**WHAT IS REQUIRED:** Work out how many lines of the listing hold the string "face". Answer with that number alone.

**DATA UNDER STUDY:**
########################################
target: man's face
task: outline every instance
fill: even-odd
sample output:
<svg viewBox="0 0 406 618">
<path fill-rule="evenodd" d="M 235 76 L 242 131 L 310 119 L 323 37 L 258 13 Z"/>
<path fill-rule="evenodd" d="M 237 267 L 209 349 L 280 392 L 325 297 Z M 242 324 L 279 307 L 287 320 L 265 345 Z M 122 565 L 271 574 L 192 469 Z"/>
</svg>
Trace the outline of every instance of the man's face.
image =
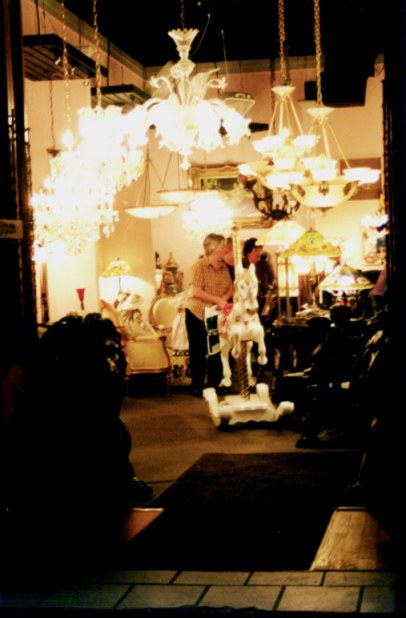
<svg viewBox="0 0 406 618">
<path fill-rule="evenodd" d="M 261 259 L 262 247 L 254 247 L 248 254 L 248 261 L 251 264 L 256 264 Z"/>
</svg>

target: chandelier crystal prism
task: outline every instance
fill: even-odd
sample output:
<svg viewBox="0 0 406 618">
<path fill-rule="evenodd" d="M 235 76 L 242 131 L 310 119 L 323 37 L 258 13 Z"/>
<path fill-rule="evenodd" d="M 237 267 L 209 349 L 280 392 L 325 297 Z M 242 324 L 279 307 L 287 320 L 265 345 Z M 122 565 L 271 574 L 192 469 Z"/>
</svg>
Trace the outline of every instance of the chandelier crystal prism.
<svg viewBox="0 0 406 618">
<path fill-rule="evenodd" d="M 151 85 L 163 87 L 166 98 L 152 97 L 145 103 L 149 124 L 155 127 L 160 147 L 181 155 L 181 167 L 190 167 L 193 150 L 210 152 L 238 144 L 249 135 L 249 120 L 220 98 L 205 98 L 210 88 L 224 90 L 225 78 L 213 77 L 218 69 L 192 75 L 195 63 L 189 58 L 196 29 L 171 30 L 180 60 L 169 76 L 151 78 Z"/>
</svg>

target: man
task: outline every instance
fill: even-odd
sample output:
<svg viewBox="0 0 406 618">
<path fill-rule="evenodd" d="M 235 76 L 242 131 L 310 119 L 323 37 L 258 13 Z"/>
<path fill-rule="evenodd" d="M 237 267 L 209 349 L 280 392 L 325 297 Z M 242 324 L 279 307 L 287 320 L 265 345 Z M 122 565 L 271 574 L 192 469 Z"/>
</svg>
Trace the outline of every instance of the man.
<svg viewBox="0 0 406 618">
<path fill-rule="evenodd" d="M 256 238 L 246 240 L 243 247 L 242 265 L 248 268 L 250 264 L 255 264 L 258 279 L 258 313 L 261 317 L 266 317 L 263 313 L 269 301 L 275 276 L 269 256 L 264 253 L 264 246 L 258 244 Z"/>
<path fill-rule="evenodd" d="M 276 309 L 272 297 L 275 276 L 269 255 L 264 252 L 264 246 L 258 243 L 257 238 L 249 238 L 243 245 L 242 265 L 244 268 L 248 268 L 250 264 L 255 264 L 255 273 L 258 279 L 258 315 L 264 327 L 265 345 L 270 360 L 274 356 L 271 325 L 275 318 L 273 309 Z M 253 350 L 255 351 L 255 346 Z M 253 363 L 252 370 L 257 382 L 262 379 L 263 369 L 261 365 Z"/>
</svg>

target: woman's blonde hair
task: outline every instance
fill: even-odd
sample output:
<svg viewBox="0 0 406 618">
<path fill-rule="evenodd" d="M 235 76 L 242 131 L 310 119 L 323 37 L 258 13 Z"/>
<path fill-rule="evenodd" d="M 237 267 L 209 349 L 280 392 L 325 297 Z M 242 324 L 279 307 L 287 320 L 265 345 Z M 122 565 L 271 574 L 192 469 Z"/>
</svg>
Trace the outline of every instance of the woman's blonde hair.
########################################
**ANSWER AREA:** 2